TEXTO:
---*---

A lo largo de los 70, a raíz del éxito inesperado de las primeras obras juveniles, se empiezan a reeditar en rústica muchas novelas clásicas dirigidas a un público joven. Fue en este momento en que las ventas comenzaron a aumentar. A partir de aquí, cada vez son más los autores que se apuntan a la moda de escribir para jóvenes, y las editoriales empiezan a aprovecharse de ello.


Otro hecho destacable fue en 1966, donde se estableció el primer premio para novelas y autores del mundo juvenil, los premios Mildred Batchelder. A día de hoy, estos premios ya no existen, pero sí podemos encontrar multitud de premios anuales centrados en esta rama de la literatura, como lo son, por ejemplo, los premios Hans Christian Andersen, los Nébula o los Hugo.

Otro éxito que muestra un punto de inflexión en la historia de la literatura juvenil fue la publicación de la novela de Susan E. Hinton (1948), Rebeldes (The Outsiders) en 1967, una novela la que nos narra la historia de un grupo de adolescentes de un mismo barrio. Este libro inició la tendencia que conocemos hoy en día como literatura juvenil moderna.

Durante los 70 y 80 la literatura juvenil se consolida y genera sus propios autores estrellas. Es en este momento es cuando empieza la primera edad de oro de la literatura juvenil. Esta edad de oro se fundamente principalmente por tres autores:

La primera es Judy Blume (1938), una autora americana que fue pionera en tratar los temas tabú en las novelas juveniles: el racismo (La casa de Iggie), la menstruación (Estás ahí Dios? Soy Yo, Margaret), el divorcio (Qué no es el fin del mundo), la intimidación (Grasa de ballena) y el sexo adolescente (Para siempre). Blume utilizó estos temas para generar debate, pero también fueron fuente de controversia en los años 80.

En segundo lugar, encontramos la escritora y periodista Lois Duncan (1934), que sobre todo se centró en la parcela de novelas de suspense dirigidas a jóvenes (¿Quién mató a mi hija?), aunque también publicó para un público middle-grade (Hotel para perros).

---*---

Datos recopilados:
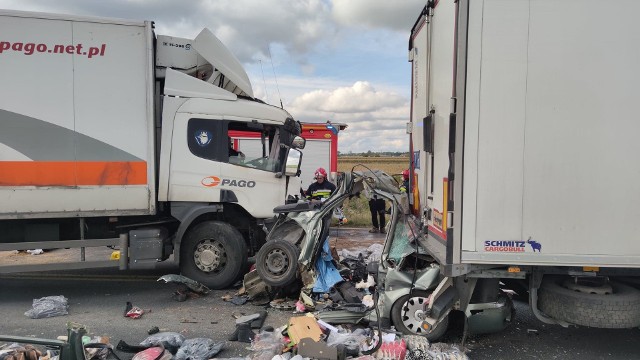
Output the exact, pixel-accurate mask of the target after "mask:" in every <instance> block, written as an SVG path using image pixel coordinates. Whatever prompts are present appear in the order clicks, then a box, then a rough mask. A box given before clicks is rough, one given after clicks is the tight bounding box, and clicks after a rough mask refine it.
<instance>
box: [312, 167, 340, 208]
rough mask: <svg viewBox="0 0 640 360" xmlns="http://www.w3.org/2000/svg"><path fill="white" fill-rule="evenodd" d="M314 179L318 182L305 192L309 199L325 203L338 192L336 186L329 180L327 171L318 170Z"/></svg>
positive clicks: (317, 170) (318, 168)
mask: <svg viewBox="0 0 640 360" xmlns="http://www.w3.org/2000/svg"><path fill="white" fill-rule="evenodd" d="M313 177H314V179H316V181H315V182H313V183H312V184H311V185H309V188H308V189H307V191H305V196H306V197H307V199H309V200H320V201H325V200H326V199H328V198H329V196H331V194H333V192H334V191H336V186H335V185H334V184H333V183H331V182H330V181H329V180H327V171H326V170H325V169H323V168H318V170H316V172H315V173H314V176H313Z"/></svg>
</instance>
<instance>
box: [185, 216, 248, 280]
mask: <svg viewBox="0 0 640 360" xmlns="http://www.w3.org/2000/svg"><path fill="white" fill-rule="evenodd" d="M246 268H247V245H246V244H245V242H244V238H243V237H242V234H240V232H239V231H238V230H236V229H235V228H234V227H233V226H231V225H229V224H227V223H223V222H220V221H205V222H203V223H200V224H198V225H196V226H195V227H193V229H191V230H190V231H189V233H188V234H187V235H186V236H185V238H184V240H183V242H182V245H181V253H180V271H181V272H182V274H183V275H184V276H186V277H189V278H191V279H193V280H196V281H198V282H201V283H203V284H205V285H207V286H208V287H209V288H211V289H224V288H226V287H228V286H229V285H232V284H233V283H234V282H235V281H236V280H237V279H239V278H240V276H242V273H243V272H244V271H246Z"/></svg>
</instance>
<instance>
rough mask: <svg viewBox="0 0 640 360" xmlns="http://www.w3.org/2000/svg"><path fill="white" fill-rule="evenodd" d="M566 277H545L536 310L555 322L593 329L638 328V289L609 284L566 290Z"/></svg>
mask: <svg viewBox="0 0 640 360" xmlns="http://www.w3.org/2000/svg"><path fill="white" fill-rule="evenodd" d="M568 279H569V278H568V277H566V276H565V277H562V276H552V277H545V278H544V279H543V281H542V284H541V286H540V290H539V295H538V296H539V301H538V307H539V309H540V310H541V311H543V312H544V313H545V314H547V315H549V316H550V317H552V318H555V319H558V320H564V321H566V322H569V323H572V324H576V325H583V326H590V327H596V328H610V329H625V328H634V327H638V326H640V290H637V289H635V288H633V287H631V286H628V285H624V284H621V283H617V282H610V283H609V284H608V285H610V286H607V287H605V288H608V289H609V290H605V291H600V290H601V288H603V287H602V286H599V287H594V289H593V290H591V291H590V290H589V288H588V286H585V285H582V286H578V287H572V288H573V289H569V288H568V286H567V283H566V280H568Z"/></svg>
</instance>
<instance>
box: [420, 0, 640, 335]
mask: <svg viewBox="0 0 640 360" xmlns="http://www.w3.org/2000/svg"><path fill="white" fill-rule="evenodd" d="M639 12H640V2H633V1H622V0H616V1H608V2H606V3H603V2H601V1H595V0H580V1H578V0H561V1H560V0H509V1H502V0H457V1H453V0H440V1H437V0H436V1H428V2H427V5H426V6H425V8H424V10H423V11H422V13H421V14H420V16H419V18H418V19H417V21H416V23H415V25H414V27H413V29H412V31H411V36H410V39H409V61H410V62H411V65H412V98H411V99H412V101H411V123H410V126H409V127H408V132H410V133H411V145H410V146H411V151H412V154H413V156H412V163H411V168H412V176H411V200H412V205H413V208H414V211H415V212H416V215H418V216H421V217H422V219H423V220H422V224H423V230H424V232H425V233H427V236H426V241H423V244H422V245H423V246H424V247H425V248H427V249H428V250H429V252H430V254H431V255H432V256H433V258H434V261H435V262H437V263H438V264H439V265H440V266H441V271H442V276H443V278H442V281H441V283H440V286H439V287H438V288H437V289H435V291H434V292H433V293H432V295H431V298H430V299H429V300H430V302H431V303H430V304H429V306H428V308H429V309H428V311H425V312H423V314H424V315H423V316H424V318H425V321H426V322H428V323H430V324H432V325H433V324H436V323H438V322H441V321H442V320H443V319H444V318H446V316H447V314H448V312H449V311H450V310H451V309H454V310H461V311H463V312H465V313H466V315H467V318H468V320H469V322H468V324H469V325H480V326H481V327H485V330H486V328H488V327H493V328H495V329H497V330H499V329H500V328H501V327H502V326H503V325H504V324H501V322H503V321H504V320H506V319H508V318H509V317H508V316H506V317H505V316H501V317H500V318H494V319H493V320H496V321H495V322H494V323H491V321H486V320H487V319H489V318H491V317H492V316H491V313H492V312H493V313H495V314H498V313H500V311H497V310H496V309H497V308H501V307H503V305H505V303H504V302H503V303H500V296H501V295H500V292H499V286H500V283H503V284H506V285H507V286H508V287H510V288H511V289H512V290H515V291H516V292H518V293H520V294H524V295H525V296H528V299H529V303H530V307H531V309H532V310H533V313H534V314H535V315H536V317H537V318H538V319H540V320H542V321H544V322H547V323H553V324H560V325H564V326H567V325H571V324H574V325H582V326H590V327H600V328H633V327H638V326H640V290H638V285H640V281H639V280H640V278H639V275H640V225H639V224H640V221H639V219H640V206H639V204H640V161H638V154H640V141H638V140H637V135H638V131H640V126H639V125H638V124H639V123H638V121H637V119H638V113H637V104H638V103H640V90H639V89H638V84H640V71H638V69H637V65H638V61H639V60H640V47H638V46H637V44H638V40H640V31H639V30H638V27H637V24H636V23H637V19H636V17H637V16H636V15H637V14H638V13H639ZM527 294H528V295H527ZM503 315H504V312H503ZM475 318H477V319H478V320H480V319H482V322H483V323H482V324H480V321H475V320H474V319H475Z"/></svg>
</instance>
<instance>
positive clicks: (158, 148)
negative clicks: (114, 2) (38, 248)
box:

---*---

TAREA ASIGNADA:
Según el texto sobre la historia de la literatura juvenil, ¿qué premio se estableció en 1966 como el primero para novelas y autores del mundo juvenil?

RESPUESTA:
Los premios Mildred Batchelder.